DIRECTIONS FOR THIS TASK: Convert the rows into a numbered list, starting with the line that contains "target | blue t-shirt" and continuing through the last line of the rows, both included. Omit any blank lines.

INPUT ROWS:
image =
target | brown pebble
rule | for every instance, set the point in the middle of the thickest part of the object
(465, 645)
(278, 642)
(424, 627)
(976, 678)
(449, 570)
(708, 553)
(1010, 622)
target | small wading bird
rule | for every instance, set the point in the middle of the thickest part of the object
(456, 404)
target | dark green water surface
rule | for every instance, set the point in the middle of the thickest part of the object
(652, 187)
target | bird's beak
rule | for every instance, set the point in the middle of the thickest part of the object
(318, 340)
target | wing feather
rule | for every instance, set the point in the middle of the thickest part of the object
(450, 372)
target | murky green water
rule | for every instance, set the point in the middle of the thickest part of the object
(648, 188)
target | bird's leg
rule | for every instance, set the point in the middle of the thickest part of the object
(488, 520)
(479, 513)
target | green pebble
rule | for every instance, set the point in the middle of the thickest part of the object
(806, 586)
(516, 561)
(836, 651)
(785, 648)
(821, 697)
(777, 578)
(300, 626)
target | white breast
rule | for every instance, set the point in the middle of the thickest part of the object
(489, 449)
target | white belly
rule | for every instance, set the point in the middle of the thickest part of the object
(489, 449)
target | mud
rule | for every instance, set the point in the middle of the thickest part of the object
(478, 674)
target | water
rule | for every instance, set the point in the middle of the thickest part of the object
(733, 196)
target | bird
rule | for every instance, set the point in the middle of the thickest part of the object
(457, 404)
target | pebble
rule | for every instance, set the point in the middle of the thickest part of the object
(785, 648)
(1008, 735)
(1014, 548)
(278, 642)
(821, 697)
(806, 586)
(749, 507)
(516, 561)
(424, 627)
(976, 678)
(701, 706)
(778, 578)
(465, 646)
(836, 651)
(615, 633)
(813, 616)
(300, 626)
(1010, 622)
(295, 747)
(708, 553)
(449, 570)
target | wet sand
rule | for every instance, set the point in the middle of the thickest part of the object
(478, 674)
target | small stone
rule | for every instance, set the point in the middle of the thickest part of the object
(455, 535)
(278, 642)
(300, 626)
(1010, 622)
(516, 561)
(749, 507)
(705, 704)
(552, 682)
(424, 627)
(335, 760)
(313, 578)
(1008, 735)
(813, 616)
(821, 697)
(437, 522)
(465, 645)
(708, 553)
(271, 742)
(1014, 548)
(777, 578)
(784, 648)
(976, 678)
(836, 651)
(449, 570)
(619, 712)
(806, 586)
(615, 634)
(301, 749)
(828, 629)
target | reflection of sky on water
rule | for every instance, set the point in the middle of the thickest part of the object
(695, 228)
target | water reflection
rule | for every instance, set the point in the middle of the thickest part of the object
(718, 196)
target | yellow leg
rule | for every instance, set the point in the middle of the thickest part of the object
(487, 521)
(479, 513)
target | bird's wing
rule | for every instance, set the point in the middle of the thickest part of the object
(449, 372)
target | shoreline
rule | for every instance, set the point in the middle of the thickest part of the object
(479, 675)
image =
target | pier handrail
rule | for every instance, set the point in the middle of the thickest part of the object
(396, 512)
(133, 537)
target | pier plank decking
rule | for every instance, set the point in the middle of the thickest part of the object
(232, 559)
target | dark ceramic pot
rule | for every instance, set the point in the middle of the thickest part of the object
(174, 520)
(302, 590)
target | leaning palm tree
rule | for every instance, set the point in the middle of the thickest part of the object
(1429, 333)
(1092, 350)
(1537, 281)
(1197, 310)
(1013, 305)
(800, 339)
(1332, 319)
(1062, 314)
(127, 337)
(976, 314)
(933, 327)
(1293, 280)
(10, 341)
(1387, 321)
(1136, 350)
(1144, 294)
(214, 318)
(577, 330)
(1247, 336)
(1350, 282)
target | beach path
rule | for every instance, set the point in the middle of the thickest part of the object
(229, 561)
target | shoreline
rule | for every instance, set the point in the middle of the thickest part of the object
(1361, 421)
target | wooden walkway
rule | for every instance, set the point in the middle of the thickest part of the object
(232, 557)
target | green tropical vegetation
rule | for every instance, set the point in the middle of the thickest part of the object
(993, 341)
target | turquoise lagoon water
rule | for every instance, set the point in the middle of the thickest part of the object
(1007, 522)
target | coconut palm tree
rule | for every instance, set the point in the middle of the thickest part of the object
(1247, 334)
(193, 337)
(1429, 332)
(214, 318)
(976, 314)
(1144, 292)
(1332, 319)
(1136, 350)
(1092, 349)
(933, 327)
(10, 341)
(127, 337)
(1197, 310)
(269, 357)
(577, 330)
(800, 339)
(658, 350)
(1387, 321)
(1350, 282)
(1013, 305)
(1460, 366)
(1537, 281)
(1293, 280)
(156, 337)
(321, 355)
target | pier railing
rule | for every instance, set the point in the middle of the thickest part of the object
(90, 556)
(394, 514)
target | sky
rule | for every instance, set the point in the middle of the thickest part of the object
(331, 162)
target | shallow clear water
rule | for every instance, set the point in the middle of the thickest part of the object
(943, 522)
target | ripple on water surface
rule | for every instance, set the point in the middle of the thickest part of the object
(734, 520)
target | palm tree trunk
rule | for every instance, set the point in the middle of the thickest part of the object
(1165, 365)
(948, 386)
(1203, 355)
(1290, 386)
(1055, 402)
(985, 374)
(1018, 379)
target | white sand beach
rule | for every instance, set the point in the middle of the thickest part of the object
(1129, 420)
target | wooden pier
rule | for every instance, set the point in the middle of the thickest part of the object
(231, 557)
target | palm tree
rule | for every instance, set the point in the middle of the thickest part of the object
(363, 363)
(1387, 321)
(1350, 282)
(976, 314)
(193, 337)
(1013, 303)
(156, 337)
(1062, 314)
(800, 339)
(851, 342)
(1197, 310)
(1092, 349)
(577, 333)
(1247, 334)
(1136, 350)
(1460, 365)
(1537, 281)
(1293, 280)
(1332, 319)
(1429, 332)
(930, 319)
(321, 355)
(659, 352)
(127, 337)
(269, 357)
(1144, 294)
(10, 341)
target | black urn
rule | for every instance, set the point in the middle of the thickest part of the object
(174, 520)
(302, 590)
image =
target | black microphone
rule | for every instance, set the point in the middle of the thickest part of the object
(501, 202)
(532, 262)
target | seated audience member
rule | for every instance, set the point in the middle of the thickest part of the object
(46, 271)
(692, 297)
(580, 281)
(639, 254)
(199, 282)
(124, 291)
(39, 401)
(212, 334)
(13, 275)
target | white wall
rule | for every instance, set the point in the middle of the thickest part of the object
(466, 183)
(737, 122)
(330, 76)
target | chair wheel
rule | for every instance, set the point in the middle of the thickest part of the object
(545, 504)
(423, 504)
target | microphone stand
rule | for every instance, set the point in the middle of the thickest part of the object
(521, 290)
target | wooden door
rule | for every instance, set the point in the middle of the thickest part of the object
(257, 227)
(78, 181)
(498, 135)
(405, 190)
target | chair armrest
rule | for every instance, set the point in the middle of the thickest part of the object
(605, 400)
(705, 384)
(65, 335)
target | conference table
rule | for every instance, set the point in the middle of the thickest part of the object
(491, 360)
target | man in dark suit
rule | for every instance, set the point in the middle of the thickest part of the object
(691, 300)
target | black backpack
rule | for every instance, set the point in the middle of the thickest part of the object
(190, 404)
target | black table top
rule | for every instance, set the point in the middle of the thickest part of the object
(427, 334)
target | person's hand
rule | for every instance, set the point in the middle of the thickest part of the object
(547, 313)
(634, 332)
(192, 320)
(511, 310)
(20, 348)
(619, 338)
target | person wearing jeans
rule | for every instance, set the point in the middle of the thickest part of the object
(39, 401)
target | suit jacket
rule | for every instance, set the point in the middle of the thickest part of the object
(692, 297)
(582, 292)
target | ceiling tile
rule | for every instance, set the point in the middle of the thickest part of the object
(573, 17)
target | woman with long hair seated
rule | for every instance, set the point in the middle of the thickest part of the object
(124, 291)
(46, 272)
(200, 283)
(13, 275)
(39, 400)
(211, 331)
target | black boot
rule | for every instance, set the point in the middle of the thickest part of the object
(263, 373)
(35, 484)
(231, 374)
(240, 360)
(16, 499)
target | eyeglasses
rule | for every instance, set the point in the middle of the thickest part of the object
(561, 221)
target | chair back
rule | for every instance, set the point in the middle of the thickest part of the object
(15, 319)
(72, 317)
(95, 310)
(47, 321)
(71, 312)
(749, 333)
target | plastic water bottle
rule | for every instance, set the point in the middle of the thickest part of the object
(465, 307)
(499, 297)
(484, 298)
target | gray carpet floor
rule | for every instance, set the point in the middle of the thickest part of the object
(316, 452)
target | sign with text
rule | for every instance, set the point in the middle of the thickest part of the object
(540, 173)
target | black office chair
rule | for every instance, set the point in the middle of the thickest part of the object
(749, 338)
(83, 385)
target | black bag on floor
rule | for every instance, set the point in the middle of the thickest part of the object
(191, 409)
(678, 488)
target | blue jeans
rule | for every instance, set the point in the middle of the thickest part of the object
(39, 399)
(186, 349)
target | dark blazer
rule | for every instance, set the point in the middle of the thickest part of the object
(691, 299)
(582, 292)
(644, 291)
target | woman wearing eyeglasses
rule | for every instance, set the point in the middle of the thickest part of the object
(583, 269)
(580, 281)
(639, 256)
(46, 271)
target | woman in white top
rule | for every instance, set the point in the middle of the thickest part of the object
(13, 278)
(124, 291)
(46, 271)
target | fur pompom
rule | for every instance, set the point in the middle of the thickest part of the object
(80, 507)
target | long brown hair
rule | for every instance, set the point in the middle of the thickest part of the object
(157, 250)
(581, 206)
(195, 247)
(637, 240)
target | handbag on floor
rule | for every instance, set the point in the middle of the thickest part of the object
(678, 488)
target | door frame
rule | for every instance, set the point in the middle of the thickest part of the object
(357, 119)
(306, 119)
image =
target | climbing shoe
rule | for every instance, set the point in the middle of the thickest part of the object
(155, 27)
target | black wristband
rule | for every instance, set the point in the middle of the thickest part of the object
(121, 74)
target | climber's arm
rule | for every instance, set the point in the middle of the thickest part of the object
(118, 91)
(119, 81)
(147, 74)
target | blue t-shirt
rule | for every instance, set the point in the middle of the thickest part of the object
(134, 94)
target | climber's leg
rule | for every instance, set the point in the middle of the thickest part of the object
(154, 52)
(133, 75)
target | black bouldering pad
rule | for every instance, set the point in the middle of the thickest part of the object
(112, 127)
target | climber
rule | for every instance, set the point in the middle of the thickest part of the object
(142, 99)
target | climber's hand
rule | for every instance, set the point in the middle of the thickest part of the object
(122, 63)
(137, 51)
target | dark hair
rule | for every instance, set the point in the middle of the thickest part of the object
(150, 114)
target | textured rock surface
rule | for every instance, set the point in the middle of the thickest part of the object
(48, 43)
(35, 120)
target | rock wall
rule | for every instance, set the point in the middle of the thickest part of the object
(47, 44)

ANSWER TO THIS EXERCISE:
1. target | blue t-shirt
2. rule | for every instance, set the point in the middle of the thickest part of the object
3. (134, 94)
4. target | climber's leg
5. rule | for every instance, set the point in the middle of the thickest part of the object
6. (154, 52)
7. (133, 75)
8. target | black bouldering pad
9. rule | for every instance, set the point in the middle of the thickest part of the object
10. (112, 127)
11. target | climber
12. rule | for every instance, set the point in the middle of the thickest part of the object
13. (142, 99)
14. target | climber's hand
15. rule | for every instance, set the point in the middle of the thickest part of the object
16. (122, 63)
17. (137, 51)
18. target | dark hair
19. rule | for every instance, set the point in the middle of the thickest part of the object
20. (150, 114)
21. target | textured rock surface
22. rule | for every instance, set the point in the middle of the thickest part of the object
23. (48, 43)
24. (35, 120)
25. target | rock wall
26. rule | for every instance, set the point in the middle of the thickest part of the object
27. (47, 44)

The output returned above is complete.